• _Requirements_
Tally how many lines of the material below contain the string "instance", matching case exactly. Reply with the number alone.
— Start of Records supplied —
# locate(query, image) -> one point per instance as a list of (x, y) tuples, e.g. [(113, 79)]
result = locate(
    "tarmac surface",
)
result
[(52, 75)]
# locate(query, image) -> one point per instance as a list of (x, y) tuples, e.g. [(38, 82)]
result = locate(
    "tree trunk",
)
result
— End of Records supplied —
— Start of Records supplied —
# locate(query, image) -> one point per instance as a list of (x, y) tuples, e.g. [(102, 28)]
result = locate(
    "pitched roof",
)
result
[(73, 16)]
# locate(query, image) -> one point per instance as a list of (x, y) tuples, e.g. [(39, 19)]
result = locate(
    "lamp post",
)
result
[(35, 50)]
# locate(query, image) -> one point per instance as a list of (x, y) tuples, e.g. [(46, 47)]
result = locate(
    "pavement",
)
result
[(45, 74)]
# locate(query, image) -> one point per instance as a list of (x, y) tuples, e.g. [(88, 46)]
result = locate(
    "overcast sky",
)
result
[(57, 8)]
— End of Records supplied —
• _Exercise output_
6